Text to read:
Note to self- there’s a post in here somewhere about music acts that become ‘big’ in tiny internet communities, thus becoming too ‘mainstream’ for said communities, even though the rest of the world have no idea who these acts are.

But I digress again! So 1) we’ve established that I’m hypocritical and pretentious, 2) That I over think things 3)… well this whole thing is about the fact that I read this post by K-Punk, and suddenly my open appreciation of Justin Timberlake’s SexyBack was rendered not at entirely shameful by K-Punk’s careful use of analysis and big words. So I get to keep my love of pop AND my pretentions- oh happy day!

In other blog news, I came across Esoteric Rabbit the other day, and I think I’m in bloggy love (i.e my blog loves his blog- my blog has very fine tuned emotions didn’t you know? Plus my blog also has very strong aspirational feelings towards his blog). Coming across new blogs that I really like always makes me come away with lame thoughts like “I should make my blog funnier/more thought-provoking/more cleverly observational about life/more intelligent”, however I think I have to come to terms with the fact that my blog, is well, my blog, and I’ll never be able to change it (poor little thing).

Hmm, this is becoming quite the long post- I’m getting to my last point, don’t worry guys (sorry for the lack coherency, my brain is bouncing around like a little, um frog).

So, while I’ve been writing all this crap- I’ve also been thinking: jeez, blogs are such an interesting medium. Not just for the obvious reasons of interactivity and nicheyness (just pretend it’s a word)- the latter is particularly why I love blogs- they can be so much more informative and interesting than traditional media sources (one of my other pet hates is when people hate on blogs or wikipedia by repeating some widely accepted phrase about how they can’t possibly be any good because they can be written by anyone- SHUT UP you don’t know what you’re talking about). The thing that makes blogs (I speak particularly about ‘personal’ blogs here) so interesting to me is that they’re such a self-reflexive medium. Blogs seem to engender an uber self-awareness of one’s own behaviour- AND more interestingly of one’s blogging behaviour. For instance right now I AM WRITING ABOUT BLOGGING AND MY BLOGGING BEHAVIOUR- OH MY GOD!!!! I think this is a really interesting aspect of blogging- however since this is such a long post I’ll stop here- the only thing left to do is put up an excerpt from Jobe’s blog (I’m sorry, do you mind?) which I came across when I first stumbled upon his blog. That first encounter left me slightly offended, but mostly bewildered, and in an attempt to clear the confusion I randomly clicked on an archive and found this:

This Is That Post
from What’s This On My Hand? by Jobe
This is that post where I tell a boring story about my childhood that links with something stupid I have done in the past week or so in a way that is intended to be humorous and acutely observational but is really just boring to my readers.

This is that post.

Another really interesting example is this entry from Tim’s Blog that I came across recently also.

Have a lovely weekend guys, I’m going to be holed up actually doing some work (! finally) that has fallen to the wayside. I hope everyone’s weekend is much more exciting than mine.

(Data records)
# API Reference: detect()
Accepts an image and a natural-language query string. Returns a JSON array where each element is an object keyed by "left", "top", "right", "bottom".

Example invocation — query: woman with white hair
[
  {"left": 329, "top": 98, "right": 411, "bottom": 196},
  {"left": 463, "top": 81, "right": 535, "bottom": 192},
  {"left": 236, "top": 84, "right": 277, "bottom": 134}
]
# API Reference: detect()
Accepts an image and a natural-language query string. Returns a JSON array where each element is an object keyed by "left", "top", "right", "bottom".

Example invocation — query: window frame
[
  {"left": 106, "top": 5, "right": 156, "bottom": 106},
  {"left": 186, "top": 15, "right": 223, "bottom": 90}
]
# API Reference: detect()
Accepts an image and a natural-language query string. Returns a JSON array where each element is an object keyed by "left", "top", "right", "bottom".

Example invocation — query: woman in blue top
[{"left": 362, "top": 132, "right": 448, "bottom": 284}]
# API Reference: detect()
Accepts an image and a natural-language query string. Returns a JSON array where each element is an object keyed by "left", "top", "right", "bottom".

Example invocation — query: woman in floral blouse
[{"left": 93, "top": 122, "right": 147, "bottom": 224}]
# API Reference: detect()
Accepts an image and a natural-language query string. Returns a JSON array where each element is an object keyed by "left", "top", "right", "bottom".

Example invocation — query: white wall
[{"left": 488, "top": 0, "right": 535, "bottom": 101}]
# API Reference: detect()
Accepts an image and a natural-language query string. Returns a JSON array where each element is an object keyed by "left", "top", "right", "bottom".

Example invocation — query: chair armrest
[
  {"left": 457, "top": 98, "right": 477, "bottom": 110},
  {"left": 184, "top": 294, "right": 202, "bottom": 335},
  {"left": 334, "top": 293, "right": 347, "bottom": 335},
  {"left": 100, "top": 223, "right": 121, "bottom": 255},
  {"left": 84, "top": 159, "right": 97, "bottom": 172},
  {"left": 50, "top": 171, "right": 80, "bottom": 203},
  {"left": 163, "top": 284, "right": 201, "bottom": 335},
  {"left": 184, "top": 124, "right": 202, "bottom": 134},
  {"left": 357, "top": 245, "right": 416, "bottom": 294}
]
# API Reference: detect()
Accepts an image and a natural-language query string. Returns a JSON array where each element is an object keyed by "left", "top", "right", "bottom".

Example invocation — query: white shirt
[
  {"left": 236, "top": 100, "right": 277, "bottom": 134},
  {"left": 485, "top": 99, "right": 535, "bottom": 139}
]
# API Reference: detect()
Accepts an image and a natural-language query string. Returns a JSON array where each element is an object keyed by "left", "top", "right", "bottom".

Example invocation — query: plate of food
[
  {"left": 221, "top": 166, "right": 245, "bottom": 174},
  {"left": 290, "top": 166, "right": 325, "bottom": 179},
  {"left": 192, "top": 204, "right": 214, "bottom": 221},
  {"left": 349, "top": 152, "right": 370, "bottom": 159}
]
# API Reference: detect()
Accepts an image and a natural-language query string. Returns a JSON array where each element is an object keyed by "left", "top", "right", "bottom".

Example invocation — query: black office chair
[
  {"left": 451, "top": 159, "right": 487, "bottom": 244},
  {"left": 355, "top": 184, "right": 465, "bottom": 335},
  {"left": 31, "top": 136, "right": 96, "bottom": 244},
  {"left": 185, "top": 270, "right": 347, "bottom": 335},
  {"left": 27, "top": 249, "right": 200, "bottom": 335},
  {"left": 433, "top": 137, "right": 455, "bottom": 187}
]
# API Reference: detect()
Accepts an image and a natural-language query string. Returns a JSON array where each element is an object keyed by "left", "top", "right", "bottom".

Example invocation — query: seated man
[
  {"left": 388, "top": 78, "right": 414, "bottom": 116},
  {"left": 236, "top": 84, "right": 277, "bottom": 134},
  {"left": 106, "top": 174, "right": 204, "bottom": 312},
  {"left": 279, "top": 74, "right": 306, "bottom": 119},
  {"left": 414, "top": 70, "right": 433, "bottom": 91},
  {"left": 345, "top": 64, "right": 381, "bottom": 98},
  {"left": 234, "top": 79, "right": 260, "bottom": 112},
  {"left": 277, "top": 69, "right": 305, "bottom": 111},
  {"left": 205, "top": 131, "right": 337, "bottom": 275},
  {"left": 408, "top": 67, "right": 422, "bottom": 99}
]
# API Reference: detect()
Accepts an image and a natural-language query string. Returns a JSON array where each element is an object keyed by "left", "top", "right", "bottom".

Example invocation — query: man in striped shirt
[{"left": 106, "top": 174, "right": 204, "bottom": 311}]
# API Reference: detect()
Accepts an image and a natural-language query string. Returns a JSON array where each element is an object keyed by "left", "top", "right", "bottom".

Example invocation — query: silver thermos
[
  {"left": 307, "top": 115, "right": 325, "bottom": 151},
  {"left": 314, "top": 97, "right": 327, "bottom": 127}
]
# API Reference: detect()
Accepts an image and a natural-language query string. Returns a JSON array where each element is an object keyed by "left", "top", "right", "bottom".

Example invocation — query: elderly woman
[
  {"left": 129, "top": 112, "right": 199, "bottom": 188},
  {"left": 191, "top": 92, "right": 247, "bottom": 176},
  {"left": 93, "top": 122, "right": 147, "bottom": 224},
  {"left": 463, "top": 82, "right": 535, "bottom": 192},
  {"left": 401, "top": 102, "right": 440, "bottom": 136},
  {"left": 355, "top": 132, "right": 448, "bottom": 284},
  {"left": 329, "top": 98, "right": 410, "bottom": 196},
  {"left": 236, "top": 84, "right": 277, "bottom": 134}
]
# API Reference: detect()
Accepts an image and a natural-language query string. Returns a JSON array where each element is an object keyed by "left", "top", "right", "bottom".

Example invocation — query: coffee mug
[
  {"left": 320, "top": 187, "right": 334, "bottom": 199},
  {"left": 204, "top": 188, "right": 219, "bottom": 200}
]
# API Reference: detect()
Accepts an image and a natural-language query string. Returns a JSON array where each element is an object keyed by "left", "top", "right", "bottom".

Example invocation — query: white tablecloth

Written tasks:
[A] Identify every line in the entries that contains the word "chair", and copy each such line. Case counts.
[B] Pick up the blog post about blogging and pop music where it stops, and continue it from its final sentence.

Results in order:
[A]
Example invocation — query: chair armrest
Example invocation — query: black office chair

[B]
Categories: Music · Scattered Musings · blogs

6 responses so far ↓

  • Jobe // August 10, 2007 at 9:23 pm | Reply

    Dude, you were totally metablogging at the end there. Almost metametablogging. It was freaking me out.

    Other comments:
    - You totally should have said Slint!
    - The musical pretension is a very tricky thing to do. It’s easy to dish it out, but when you reveal your own tastes, you can’t help but analyse them and judge yourself. It’s impossible to find a band that means NOTHING. It’s always obscure, or hipster, or too poppy. WHEN WILL THE PAIN STOP.
    - I’m curious to see what post it was that left you offended and bewildered.

  • Hayley // August 11, 2007 at 12:20 am | Reply

    Oh dear. Blogging – makes the blogger more aware of their own behaviour and therefore so much more boring to their readers as Jobe so astutely pointed out? I just wrote one of those posts. And it’s pretentious and full of academic posturing too. I AM AN INTERNET CLICHE.

    And bah, so tired of thinking of music in terms of popularity/credibility. You like what you like – if anyone asks you to justify it they are automatically rendered a toolbag. And if I’d known you were attempting to watch any dvd special features I would have locked you in a cupboard until you promised not to. Never met a special feature I wouldn’t like to blindly rob in a dirty alley.

  • jen // August 11, 2007 at 8:35 am | Reply

    Jobe:

    “Dude, you were totally metablogging at the end there. Almost metametablogging. It was freaking me out.”
    - I know! I almost freaked myself out.

    It wasn’t a particular post that left me bewildered- YOU try visiting your own blog for the first time and see if anything makes sense- I kept reading out of sheer confusion- plus I’m pretty sure on that first visit the first thing I came across was some terribly sexist post, also I suspect I came across your blog because you left someone else a gross comment- and I visited wanting to know what jerk would write such a thing (I could’ve also thought it was funny.. I’m not sure). Seemingly however, somewhere along the line on that visit, I was seduced into thinking your blog was good- it’s rather mysterious- maybe you put spell on me?

    Also Jobe, from now on I’m ONLY going to answer Slint- it will be my go to answer.

    Hayley- nah dude, being an internet cliche is the point of blogging!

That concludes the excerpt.